SET TASK
Answer from the Mutex change below:
1. Which check replaces some of the CHECK_GE checks?
2. What value is assigned to kWakeAll?
3. According to the new comment on the state word, what do its high order bits hold?

TEXT EXCERPT
──────────
Speed up and slightly simplify Mutex

Eliminate the separate seqentially consistent contention counter load
in Mutex::ExclusiveUnlock by putting the contenion counter in the
Mutex's state word.

Replace some CHECK_GE checks with CHECK_GT. We were checking quantities
intended to be non-negative against >= 0 just before decrementing them.

Remove a pointless volatile declaration.

Introduce constants for the first FUTEX_WAKE argument. Remove all uses
of -1 as that argument, everywhere in ART. It appears to work, but the
documentation says it's wrong.

This does not yet address the ReaderWriterMutex issue, which is handled
in a different way in a separate CL.

Benchmark runs with and without this CL weakly suggest a tiny, not
statistically significant, improvement in both time and space with this
CL.

Bug: 111835365
Test: Build and boot AOSP. TreeHugger.
Change-Id: Ie53c65f2ce774a8cb4d224e2c1b3a110eb880f0c
diff --git a/runtime/base/mutex.h b/runtime/base/mutex.h
index 555053b..48359fe 100644
--- a/runtime/base/mutex.h
+++ b/runtime/base/mutex.h
@@ -17,6 +17,7 @@
 #ifndef ART_RUNTIME_BASE_MUTEX_H_
 #define ART_RUNTIME_BASE_MUTEX_H_
 
+#include <limits.h>  // for INT_MAX
 #include <pthread.h>
 #include <stdint.h>
 #include <unistd.h>  // for pid_t
@@ -59,6 +60,9 @@
 #ifdef ART_USE_FUTEXES
 // To enable lock contention logging, set this to true.
 constexpr bool kLogLockContentions = false;
+// FUTEX_WAKE first argument:
+constexpr int kWakeOne = 1;
+constexpr int kWakeAll = INT_MAX;
 #else
 // Keep this false as lock contention logging is supported only with
 // futex.
@@ -191,8 +195,9 @@
     AssertNotHeldExclusive(self);
   }
 
-  // Id associated with exclusive owner. No memory ordering semantics if called from a thread other
-  // than the owner.
+  // Id associated with exclusive owner. No memory ordering semantics if called from a thread
+  // other than the owner. GetTid() == GetExclusiveOwnerTid() is a reliable way to determine
+  // whether we hold the lock; any other information may be invalidated before we return.
   pid_t GetExclusiveOwnerTid() const;
 
   // Returns how many times this Mutex has been locked, it is better to use AssertHeld/NotHeld.
@@ -209,12 +214,33 @@
 
  private:
 #if ART_USE_FUTEXES
-  // 0 is unheld, 1 is held.
-  AtomicInteger state_;
+  // Low order bit: 0 is unheld, 1 is held.
+  // High order bits: Number of waiting contenders.
──────────
GIVEN INFORMATION
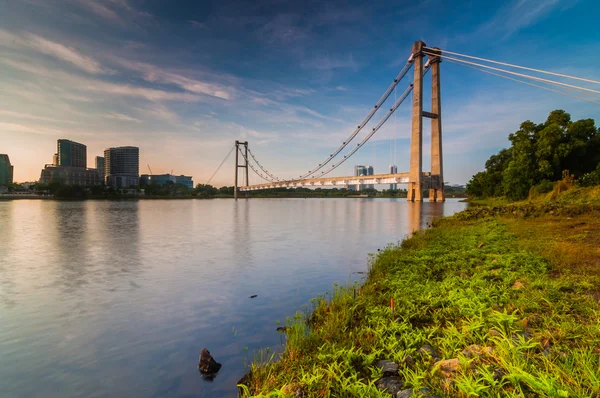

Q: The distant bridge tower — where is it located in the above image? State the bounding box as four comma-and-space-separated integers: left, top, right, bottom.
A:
407, 41, 444, 202
233, 141, 250, 200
──────────
TASK OUTPUT
1. CHECK_GT
2. INT_MAX
3. The number of waiting contenders.